START

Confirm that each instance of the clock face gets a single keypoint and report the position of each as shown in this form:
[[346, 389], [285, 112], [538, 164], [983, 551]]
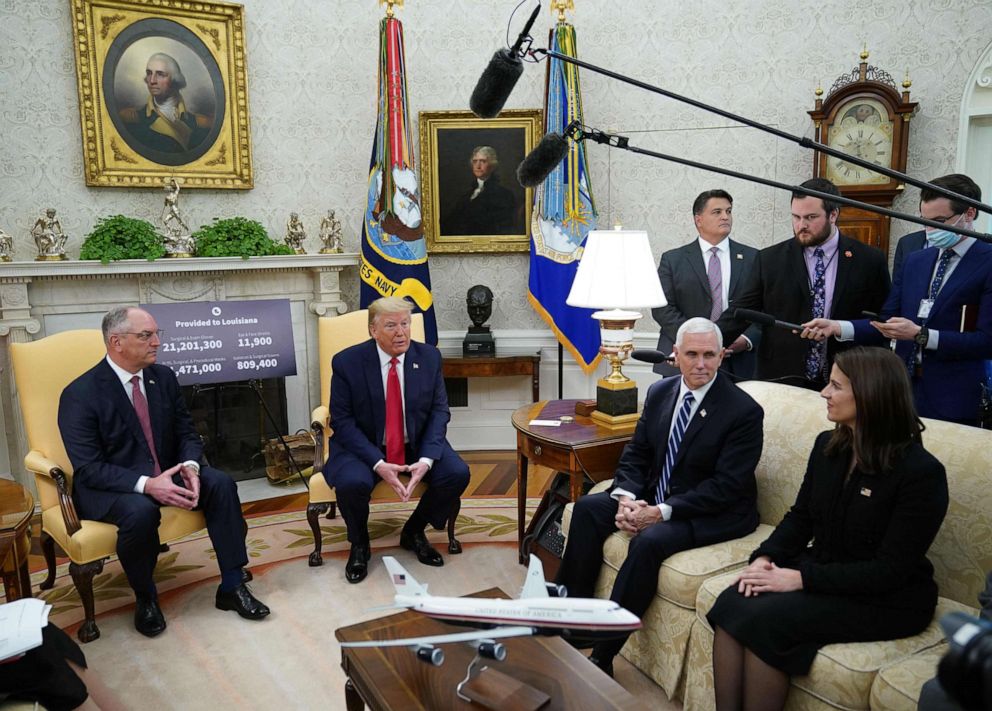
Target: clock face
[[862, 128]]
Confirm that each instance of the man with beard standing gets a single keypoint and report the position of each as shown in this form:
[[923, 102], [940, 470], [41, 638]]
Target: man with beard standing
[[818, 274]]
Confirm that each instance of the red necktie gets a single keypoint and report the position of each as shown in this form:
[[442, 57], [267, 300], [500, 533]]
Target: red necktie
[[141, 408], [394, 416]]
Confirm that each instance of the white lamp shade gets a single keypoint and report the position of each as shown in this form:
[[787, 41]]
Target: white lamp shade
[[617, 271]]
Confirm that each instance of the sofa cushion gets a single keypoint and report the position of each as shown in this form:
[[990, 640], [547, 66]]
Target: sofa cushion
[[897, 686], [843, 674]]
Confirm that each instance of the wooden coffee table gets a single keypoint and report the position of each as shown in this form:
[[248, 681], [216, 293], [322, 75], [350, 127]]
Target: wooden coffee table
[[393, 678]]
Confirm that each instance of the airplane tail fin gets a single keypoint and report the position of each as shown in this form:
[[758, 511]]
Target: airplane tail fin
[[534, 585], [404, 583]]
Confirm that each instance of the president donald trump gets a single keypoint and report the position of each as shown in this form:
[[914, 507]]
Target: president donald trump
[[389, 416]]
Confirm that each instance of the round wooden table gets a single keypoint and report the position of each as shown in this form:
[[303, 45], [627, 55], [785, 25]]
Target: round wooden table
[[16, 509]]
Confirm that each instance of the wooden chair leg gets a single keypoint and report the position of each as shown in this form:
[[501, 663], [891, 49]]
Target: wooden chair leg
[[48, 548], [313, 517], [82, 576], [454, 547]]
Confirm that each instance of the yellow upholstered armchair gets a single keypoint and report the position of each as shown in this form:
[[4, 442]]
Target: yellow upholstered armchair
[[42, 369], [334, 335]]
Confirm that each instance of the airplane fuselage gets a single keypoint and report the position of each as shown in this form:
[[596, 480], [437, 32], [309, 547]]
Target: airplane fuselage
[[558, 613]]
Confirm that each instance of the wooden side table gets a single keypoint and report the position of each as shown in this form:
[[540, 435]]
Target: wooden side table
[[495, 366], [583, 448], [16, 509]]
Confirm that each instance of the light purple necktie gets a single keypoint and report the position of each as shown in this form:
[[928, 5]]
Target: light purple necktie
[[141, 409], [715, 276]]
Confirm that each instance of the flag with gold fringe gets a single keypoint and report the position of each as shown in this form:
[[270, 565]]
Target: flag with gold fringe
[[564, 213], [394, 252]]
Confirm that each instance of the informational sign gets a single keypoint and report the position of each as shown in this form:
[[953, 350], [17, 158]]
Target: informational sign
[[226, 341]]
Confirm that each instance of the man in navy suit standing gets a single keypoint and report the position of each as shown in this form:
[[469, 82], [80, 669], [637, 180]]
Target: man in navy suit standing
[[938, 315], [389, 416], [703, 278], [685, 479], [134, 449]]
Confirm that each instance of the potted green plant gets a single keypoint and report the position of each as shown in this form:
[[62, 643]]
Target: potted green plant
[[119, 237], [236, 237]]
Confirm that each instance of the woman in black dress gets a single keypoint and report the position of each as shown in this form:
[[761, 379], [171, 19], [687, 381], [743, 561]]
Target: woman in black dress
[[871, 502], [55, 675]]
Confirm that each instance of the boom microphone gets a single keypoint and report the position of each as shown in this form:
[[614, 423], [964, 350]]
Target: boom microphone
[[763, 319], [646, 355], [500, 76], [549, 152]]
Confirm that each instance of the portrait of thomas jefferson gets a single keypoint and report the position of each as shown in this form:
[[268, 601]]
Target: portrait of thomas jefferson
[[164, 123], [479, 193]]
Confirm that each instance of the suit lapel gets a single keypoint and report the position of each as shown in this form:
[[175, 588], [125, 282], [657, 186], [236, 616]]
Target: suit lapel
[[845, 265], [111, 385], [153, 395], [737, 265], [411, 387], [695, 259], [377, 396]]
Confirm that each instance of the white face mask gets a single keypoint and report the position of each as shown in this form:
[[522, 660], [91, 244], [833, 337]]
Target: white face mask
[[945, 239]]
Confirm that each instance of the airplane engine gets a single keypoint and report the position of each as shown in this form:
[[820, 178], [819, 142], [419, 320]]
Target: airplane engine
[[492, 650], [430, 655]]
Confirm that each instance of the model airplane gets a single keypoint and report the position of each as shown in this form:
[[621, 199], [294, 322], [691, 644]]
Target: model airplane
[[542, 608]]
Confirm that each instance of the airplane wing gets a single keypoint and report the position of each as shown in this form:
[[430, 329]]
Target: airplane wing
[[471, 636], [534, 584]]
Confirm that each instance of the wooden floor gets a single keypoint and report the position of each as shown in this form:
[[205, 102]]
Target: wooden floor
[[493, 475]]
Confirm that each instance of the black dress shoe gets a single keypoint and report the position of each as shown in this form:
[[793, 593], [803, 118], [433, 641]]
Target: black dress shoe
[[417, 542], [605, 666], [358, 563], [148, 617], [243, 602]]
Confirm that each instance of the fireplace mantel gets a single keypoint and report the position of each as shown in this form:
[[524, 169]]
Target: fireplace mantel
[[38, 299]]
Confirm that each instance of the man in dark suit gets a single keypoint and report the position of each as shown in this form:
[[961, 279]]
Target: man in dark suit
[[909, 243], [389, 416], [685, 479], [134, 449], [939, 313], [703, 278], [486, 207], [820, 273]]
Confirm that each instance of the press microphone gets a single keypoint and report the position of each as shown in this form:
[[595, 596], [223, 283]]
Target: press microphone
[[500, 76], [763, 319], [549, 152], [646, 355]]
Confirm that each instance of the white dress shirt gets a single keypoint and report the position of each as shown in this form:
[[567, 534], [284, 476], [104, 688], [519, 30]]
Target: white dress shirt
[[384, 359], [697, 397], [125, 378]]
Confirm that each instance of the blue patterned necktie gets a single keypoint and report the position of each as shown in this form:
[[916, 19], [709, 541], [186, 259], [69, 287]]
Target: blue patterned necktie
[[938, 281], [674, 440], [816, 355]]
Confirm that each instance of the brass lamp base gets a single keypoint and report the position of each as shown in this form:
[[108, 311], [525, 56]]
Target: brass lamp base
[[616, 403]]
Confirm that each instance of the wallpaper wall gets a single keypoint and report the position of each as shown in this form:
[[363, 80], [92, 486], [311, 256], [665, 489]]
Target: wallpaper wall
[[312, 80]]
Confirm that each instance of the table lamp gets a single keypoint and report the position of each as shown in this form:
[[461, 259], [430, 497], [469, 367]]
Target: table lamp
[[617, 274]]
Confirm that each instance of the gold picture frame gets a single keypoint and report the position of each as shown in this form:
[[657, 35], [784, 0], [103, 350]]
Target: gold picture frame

END

■ **WRITTEN INSTRUCTION**
Write the lines out verbatim, from the one with "Confirm that each instance of the wallpaper" through the last line of the entries, and stop there.

■ **OUTPUT OF THE EXERCISE**
Confirm that each instance of the wallpaper wall gets a single keypoint and report the position of each as shown in this form:
[[363, 80], [92, 486], [311, 256], [665, 489]]
Target: wallpaper wall
[[312, 80]]
Confirm that each instance of the table lamp gets a single keypoint and report the position of each as shown in this form:
[[461, 259], [430, 497], [469, 367]]
Target: table lamp
[[617, 274]]
Confirm that each instance of the gold picture frame gets a single keypoint and report the position of each as shown in this form:
[[657, 35], [784, 0], [103, 350]]
Target: gold picture frame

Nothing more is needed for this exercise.